* Begin *

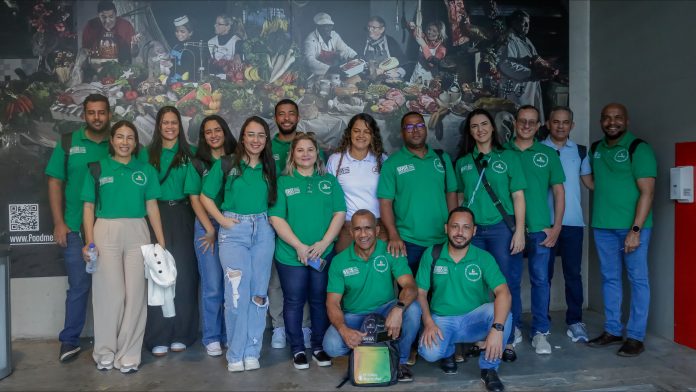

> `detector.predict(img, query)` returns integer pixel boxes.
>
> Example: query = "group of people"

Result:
[46,95,656,390]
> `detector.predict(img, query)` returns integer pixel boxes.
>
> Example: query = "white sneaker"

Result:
[302,327,312,348]
[205,342,222,357]
[532,332,551,354]
[152,346,169,357]
[244,358,261,370]
[271,327,287,348]
[227,361,244,372]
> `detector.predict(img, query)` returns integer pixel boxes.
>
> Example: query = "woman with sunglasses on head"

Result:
[81,121,165,373]
[455,109,527,362]
[143,106,198,356]
[184,115,237,357]
[268,132,346,369]
[200,116,276,372]
[326,113,387,253]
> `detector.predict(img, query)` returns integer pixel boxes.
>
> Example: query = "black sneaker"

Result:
[481,369,505,392]
[292,351,309,370]
[58,343,82,362]
[399,363,413,382]
[312,350,331,367]
[440,355,457,374]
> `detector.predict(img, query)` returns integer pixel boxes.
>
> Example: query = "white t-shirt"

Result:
[326,151,387,220]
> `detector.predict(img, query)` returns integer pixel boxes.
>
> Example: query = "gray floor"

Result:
[0,312,696,391]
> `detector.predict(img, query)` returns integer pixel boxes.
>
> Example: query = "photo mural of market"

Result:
[0,0,568,277]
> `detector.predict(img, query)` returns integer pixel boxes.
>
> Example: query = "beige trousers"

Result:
[92,218,150,369]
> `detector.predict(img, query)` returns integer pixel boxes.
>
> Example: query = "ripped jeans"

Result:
[218,211,275,363]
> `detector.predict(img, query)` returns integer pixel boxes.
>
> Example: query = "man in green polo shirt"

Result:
[505,105,565,354]
[416,207,512,391]
[588,103,657,357]
[324,209,420,382]
[45,94,110,361]
[377,112,457,274]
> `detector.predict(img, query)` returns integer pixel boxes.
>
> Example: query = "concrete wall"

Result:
[588,1,696,339]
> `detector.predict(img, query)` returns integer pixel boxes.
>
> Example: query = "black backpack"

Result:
[336,313,399,388]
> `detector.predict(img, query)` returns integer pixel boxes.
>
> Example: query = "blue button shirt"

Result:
[542,136,592,227]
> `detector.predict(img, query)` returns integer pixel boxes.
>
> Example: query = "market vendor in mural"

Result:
[304,12,358,76]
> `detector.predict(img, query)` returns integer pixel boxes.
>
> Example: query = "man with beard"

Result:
[589,103,657,357]
[323,210,420,382]
[46,94,110,362]
[416,207,512,391]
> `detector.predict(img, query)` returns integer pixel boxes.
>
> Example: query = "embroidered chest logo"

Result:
[491,161,507,174]
[319,180,331,195]
[532,152,549,167]
[131,171,147,186]
[614,148,628,162]
[396,163,416,175]
[285,187,300,197]
[342,267,360,278]
[464,264,481,282]
[433,158,445,173]
[372,255,389,272]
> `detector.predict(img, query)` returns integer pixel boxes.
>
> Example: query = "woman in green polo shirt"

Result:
[145,106,198,356]
[184,115,237,357]
[200,116,276,372]
[455,109,527,361]
[268,132,346,369]
[80,121,165,373]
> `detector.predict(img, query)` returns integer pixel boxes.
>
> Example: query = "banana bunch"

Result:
[261,18,289,37]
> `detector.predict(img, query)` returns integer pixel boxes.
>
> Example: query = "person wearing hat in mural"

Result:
[304,12,358,76]
[170,15,210,80]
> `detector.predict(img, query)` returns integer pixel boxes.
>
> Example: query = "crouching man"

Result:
[416,207,512,391]
[323,210,424,382]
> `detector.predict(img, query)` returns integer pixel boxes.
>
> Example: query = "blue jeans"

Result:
[418,302,514,369]
[218,212,275,363]
[324,300,421,364]
[58,231,92,346]
[549,226,584,325]
[193,218,227,345]
[526,231,551,336]
[594,228,651,342]
[471,221,524,343]
[275,250,335,355]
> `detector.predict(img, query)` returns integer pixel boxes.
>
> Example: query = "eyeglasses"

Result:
[403,123,426,133]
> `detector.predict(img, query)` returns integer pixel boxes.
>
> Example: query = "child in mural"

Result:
[170,15,210,80]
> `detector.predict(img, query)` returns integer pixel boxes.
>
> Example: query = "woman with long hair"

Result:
[184,115,237,357]
[143,106,198,356]
[455,109,527,361]
[268,132,346,369]
[200,116,277,372]
[326,113,387,253]
[81,121,165,373]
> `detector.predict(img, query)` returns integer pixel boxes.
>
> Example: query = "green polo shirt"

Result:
[201,160,268,215]
[45,127,109,231]
[138,142,196,200]
[454,147,527,225]
[416,243,506,316]
[271,133,326,175]
[505,139,565,233]
[377,146,457,246]
[326,240,411,314]
[272,170,346,267]
[184,157,223,209]
[80,157,162,219]
[590,132,657,229]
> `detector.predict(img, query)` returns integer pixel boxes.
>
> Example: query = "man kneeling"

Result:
[416,207,512,391]
[323,210,422,382]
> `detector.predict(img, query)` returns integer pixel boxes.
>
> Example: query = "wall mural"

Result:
[0,0,568,277]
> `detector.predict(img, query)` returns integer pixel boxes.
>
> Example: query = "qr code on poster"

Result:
[9,204,39,231]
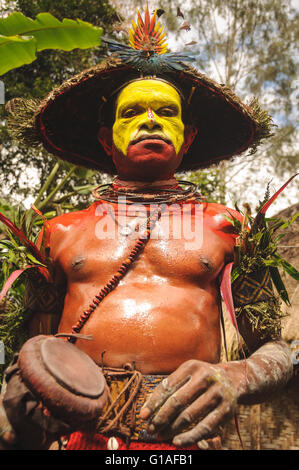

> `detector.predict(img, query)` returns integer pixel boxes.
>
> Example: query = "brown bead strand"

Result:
[68,208,161,343]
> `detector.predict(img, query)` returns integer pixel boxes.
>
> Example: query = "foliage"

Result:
[228,185,299,304]
[131,0,298,206]
[0,12,103,75]
[0,0,119,206]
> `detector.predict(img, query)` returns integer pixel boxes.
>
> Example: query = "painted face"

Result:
[113,79,184,155]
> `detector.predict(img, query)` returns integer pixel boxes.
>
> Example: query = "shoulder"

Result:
[39,202,101,246]
[47,202,99,232]
[203,203,243,239]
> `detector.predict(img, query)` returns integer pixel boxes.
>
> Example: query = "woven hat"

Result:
[7,7,271,174]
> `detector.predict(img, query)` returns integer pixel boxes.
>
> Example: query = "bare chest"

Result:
[51,211,232,282]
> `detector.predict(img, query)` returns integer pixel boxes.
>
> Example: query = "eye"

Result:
[121,106,142,119]
[157,106,178,117]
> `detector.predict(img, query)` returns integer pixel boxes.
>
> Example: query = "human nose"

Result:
[140,108,161,129]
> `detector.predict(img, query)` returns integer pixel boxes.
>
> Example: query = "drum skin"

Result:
[18,335,107,429]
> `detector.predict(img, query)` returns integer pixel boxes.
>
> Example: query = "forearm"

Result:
[222,341,293,404]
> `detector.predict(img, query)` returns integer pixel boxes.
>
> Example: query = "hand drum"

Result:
[18,335,107,429]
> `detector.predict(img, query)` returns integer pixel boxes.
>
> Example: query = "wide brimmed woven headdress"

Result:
[7,7,271,174]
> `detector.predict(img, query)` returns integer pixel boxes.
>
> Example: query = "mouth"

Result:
[130,134,172,145]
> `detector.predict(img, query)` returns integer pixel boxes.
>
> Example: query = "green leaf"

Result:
[0,12,103,75]
[0,34,36,75]
[269,266,290,305]
[280,259,299,281]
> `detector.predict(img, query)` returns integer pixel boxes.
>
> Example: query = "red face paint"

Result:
[147,108,155,122]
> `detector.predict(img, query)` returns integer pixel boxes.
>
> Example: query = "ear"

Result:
[98,126,112,155]
[183,124,198,154]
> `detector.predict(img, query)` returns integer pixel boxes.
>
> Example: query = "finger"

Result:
[140,369,191,419]
[151,378,212,431]
[156,385,221,437]
[172,403,231,447]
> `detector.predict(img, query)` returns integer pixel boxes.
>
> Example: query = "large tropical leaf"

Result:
[0,35,36,75]
[0,12,103,75]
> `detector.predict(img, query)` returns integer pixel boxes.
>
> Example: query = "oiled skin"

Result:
[48,203,239,374]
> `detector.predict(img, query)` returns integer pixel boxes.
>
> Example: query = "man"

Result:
[0,5,292,449]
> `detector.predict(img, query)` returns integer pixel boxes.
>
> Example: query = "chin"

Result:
[113,140,182,180]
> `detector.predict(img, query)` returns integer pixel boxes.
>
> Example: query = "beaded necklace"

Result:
[68,181,203,343]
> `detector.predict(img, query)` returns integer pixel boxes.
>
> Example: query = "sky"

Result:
[0,0,299,216]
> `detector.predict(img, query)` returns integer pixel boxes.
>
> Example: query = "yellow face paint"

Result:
[113,79,184,155]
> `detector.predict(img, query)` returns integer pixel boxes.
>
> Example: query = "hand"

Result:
[140,360,238,446]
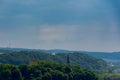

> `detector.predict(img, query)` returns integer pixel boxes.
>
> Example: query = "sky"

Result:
[0,0,120,52]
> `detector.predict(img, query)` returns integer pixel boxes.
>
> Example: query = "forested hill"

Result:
[0,51,106,70]
[0,61,99,80]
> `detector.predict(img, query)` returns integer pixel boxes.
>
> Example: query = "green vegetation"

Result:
[0,51,107,70]
[0,61,98,80]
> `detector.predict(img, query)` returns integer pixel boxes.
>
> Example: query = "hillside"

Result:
[0,51,106,70]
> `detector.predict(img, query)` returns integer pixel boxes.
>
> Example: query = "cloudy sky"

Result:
[0,0,120,51]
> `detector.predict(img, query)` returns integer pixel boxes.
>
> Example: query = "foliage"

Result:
[0,51,106,70]
[0,61,98,80]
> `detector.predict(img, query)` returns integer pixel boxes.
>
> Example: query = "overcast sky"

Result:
[0,0,120,51]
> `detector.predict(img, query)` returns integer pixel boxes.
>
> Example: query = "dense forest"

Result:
[0,61,99,80]
[0,51,107,70]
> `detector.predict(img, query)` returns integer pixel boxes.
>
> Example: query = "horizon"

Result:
[0,0,120,52]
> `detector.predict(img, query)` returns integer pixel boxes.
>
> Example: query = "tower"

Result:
[67,54,70,66]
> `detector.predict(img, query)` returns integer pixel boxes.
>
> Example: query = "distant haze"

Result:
[0,0,120,52]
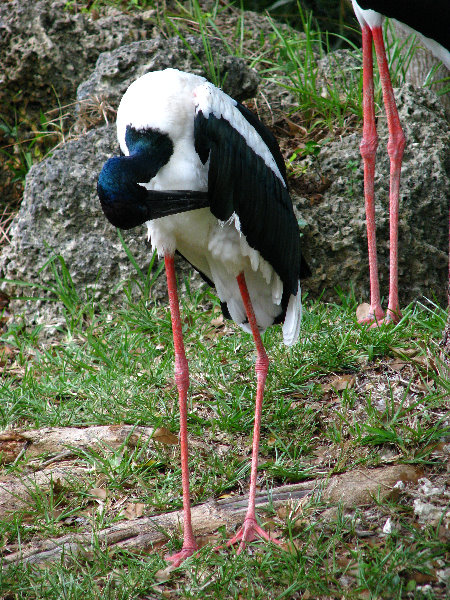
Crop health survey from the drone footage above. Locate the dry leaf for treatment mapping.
[0,345,15,367]
[356,302,370,321]
[123,502,145,521]
[389,358,409,371]
[155,564,176,583]
[322,375,356,392]
[89,488,108,501]
[152,427,178,446]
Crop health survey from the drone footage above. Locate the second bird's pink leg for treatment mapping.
[164,255,197,567]
[359,25,384,323]
[219,273,279,554]
[372,27,406,322]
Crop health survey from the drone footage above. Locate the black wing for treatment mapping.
[194,97,303,297]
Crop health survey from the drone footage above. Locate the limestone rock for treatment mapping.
[77,36,259,129]
[0,0,153,113]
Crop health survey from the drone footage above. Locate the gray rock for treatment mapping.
[0,0,153,112]
[295,85,450,305]
[0,38,258,325]
[77,36,259,129]
[0,55,449,323]
[0,125,158,325]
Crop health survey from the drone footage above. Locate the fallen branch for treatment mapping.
[3,465,420,566]
[0,425,155,463]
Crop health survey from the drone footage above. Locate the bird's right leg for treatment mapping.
[372,27,406,323]
[216,273,280,554]
[359,25,384,323]
[164,255,197,567]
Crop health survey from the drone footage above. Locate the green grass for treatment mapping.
[0,0,450,600]
[0,257,448,600]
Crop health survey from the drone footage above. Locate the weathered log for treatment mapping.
[3,465,420,567]
[0,425,155,463]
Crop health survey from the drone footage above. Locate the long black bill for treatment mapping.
[97,177,209,229]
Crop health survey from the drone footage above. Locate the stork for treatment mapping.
[352,0,450,324]
[98,69,307,565]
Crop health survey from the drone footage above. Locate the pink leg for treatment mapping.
[164,256,197,567]
[372,27,406,322]
[359,25,384,322]
[218,273,279,554]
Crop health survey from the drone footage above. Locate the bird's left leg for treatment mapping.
[217,273,279,554]
[372,27,406,323]
[164,255,197,567]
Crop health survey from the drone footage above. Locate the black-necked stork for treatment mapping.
[352,0,450,324]
[98,69,306,565]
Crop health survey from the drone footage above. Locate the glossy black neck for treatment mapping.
[97,127,209,229]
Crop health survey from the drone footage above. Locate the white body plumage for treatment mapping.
[117,69,301,345]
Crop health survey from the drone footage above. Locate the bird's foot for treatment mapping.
[164,546,198,567]
[214,517,281,554]
[357,304,385,327]
[370,308,402,329]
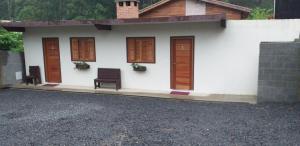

* End *

Identify every line of the material above that contains the word "skin" and copy each one.

> Example: query = "drum skin"
> Example: query = "oiled skin"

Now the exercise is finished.